### Selected text

EasyGPU

Lightweight C++20 Embedded DSL for GPU Compute

Getting Started · Tutorial · Examples · API Reference

Overview

EasyGPU is an embedded domain-specific language (eDSL) for GPU programming that allows writing compute kernels in standard C++20. No shader language knowledge required.

#include <GPU.h>

int main() {
    std::vector<float> data(1024, 2.0f);
    Buffer<float> input(data);
    Buffer<float> output(1024);

    Kernel1D square([](Int i) {
        auto in = input.Bind();
        auto out = output.Bind();
        out[i] = in[i] * in[i];
    });

    square.Dispatch(16, true);
    return 0;
}

Who Is This For

For beginners learning GPU programming:

Write GPU kernels using familiar C++ syntax instead of learning GLSL/HLSL
No graphics programming background required — works with arrays, not just triangles
Full IDE support: autocomplete, type checking, compile-time error detection
10 lines of code for your first working GPU kernel

For experienced developers:

Zero vendor lock-in (OpenGL 4.3+, cross-platform)
Minimal dependencies (only GLAD, ~500KB)
Clean C++20 interface without heavy template metaprogramming

Requirements

C++20 compatible compiler (GCC 11+, Clang 14+, MSVC 2022+)

######
### Given data

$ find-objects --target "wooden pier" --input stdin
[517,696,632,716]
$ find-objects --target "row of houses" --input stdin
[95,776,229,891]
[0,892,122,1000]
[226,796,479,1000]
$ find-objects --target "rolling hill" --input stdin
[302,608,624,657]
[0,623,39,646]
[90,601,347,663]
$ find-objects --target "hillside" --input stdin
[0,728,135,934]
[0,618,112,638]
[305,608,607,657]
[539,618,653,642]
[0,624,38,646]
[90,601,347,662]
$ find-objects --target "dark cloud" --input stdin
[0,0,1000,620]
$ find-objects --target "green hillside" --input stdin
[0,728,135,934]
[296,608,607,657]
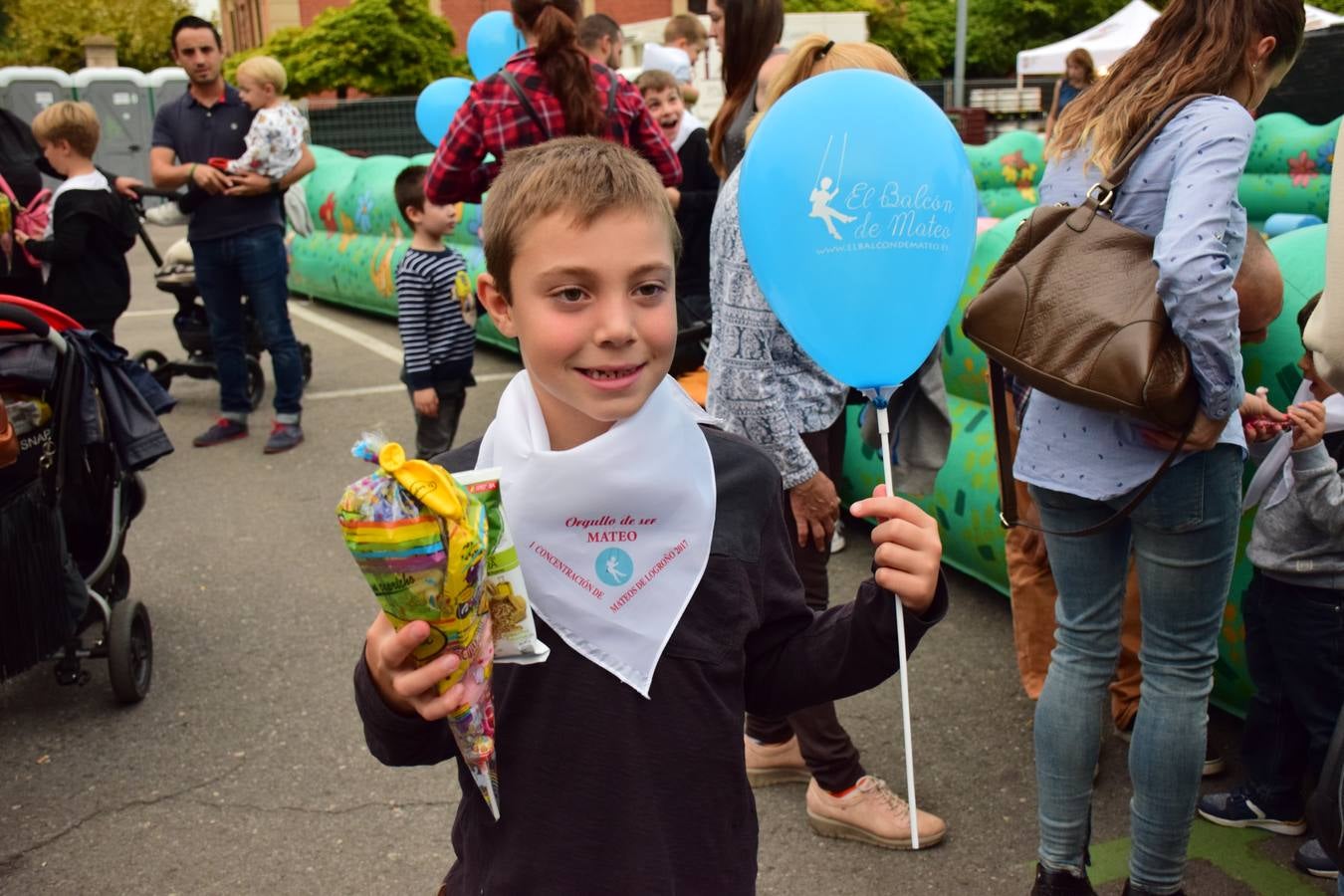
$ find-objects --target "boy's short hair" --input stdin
[1297,290,1324,343]
[32,100,101,158]
[575,12,623,50]
[634,69,681,96]
[663,12,710,47]
[392,165,429,230]
[235,57,289,93]
[481,137,681,300]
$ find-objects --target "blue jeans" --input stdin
[1030,445,1241,893]
[191,226,304,423]
[1241,569,1344,818]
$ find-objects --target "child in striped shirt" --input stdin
[394,165,476,459]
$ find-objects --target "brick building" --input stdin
[219,0,706,53]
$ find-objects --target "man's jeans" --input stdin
[1241,569,1344,818]
[1030,445,1241,893]
[191,227,304,423]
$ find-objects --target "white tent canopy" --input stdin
[1017,0,1344,82]
[1304,3,1344,31]
[1017,0,1157,78]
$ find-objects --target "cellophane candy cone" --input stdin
[336,434,500,818]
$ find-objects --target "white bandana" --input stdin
[479,370,717,697]
[1241,380,1344,512]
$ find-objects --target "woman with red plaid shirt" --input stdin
[425,0,681,205]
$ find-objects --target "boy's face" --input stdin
[1297,352,1336,401]
[238,76,276,109]
[644,88,686,139]
[479,209,676,451]
[406,199,457,239]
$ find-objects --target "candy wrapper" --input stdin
[453,468,552,665]
[336,434,500,819]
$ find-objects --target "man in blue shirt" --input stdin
[149,16,316,454]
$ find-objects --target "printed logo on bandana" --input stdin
[594,549,634,588]
[807,133,956,255]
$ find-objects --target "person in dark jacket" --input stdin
[15,101,139,338]
[354,138,948,896]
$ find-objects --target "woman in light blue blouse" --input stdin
[1013,0,1304,895]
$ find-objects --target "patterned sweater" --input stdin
[704,169,849,489]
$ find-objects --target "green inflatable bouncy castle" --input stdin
[288,114,1339,712]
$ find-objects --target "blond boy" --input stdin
[354,138,946,896]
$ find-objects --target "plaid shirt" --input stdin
[425,49,681,204]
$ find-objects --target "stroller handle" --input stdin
[0,300,51,338]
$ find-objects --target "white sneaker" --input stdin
[145,201,191,227]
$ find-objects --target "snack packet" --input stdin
[336,434,500,819]
[453,466,552,665]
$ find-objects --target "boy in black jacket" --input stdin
[15,101,138,338]
[354,138,948,896]
[634,70,719,376]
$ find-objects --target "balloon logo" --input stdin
[466,9,527,81]
[415,78,472,146]
[740,69,976,388]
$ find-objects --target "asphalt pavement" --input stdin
[0,231,1333,896]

######

*Problem description*
Copy the EasyGPU page from "Who Is This" up to and including "(only GLAD, ~500KB)", changing "beginners" to "newcomers".

*Written solution*
Who Is This For

For newcomers learning GPU programming:

Write GPU kernels using familiar C++ syntax instead of learning GLSL/HLSL
No graphics programming background required — works with arrays, not just triangles
Full IDE support: autocomplete, type checking, compile-time error detection
10 lines of code for your first working GPU kernel

For experienced developers:

Zero vendor lock-in (OpenGL 4.3+, cross-platform)
Minimal dependencies (only GLAD, ~500KB)